§ **Given problem**:
Please reproduce the records below word for word, keeping every line and character unchanged.

§ **Recorded information**:
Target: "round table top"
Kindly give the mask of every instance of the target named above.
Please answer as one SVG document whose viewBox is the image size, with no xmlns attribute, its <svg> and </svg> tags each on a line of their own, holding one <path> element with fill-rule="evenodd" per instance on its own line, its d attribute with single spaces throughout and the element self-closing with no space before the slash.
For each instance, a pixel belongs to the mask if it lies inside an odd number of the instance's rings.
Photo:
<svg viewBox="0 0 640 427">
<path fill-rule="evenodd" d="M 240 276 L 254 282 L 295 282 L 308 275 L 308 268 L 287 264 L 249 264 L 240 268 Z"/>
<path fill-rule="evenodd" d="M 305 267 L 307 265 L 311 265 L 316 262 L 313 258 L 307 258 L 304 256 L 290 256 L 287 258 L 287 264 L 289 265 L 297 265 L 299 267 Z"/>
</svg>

§ **Exercise answer**:
Target: "round table top"
Kindly give the mask of every instance of the target named above.
Please answer as one SVG document whose viewBox is the image size, with no xmlns attribute, its <svg> and </svg> tags each on a line of their own, holding one <path> element with fill-rule="evenodd" per instance on its own line, its d attribute with single spaces throughout and the element self-closing with no space before the slash.
For each instance, a pixel belongs to the mask if it lies inside an odd number of the instance's rings.
Photo:
<svg viewBox="0 0 640 427">
<path fill-rule="evenodd" d="M 240 276 L 254 282 L 295 282 L 308 275 L 308 268 L 287 264 L 249 264 L 240 268 Z"/>
<path fill-rule="evenodd" d="M 305 267 L 307 265 L 311 265 L 316 262 L 313 258 L 307 258 L 304 256 L 290 256 L 287 258 L 287 264 L 289 265 L 297 265 L 299 267 Z"/>
</svg>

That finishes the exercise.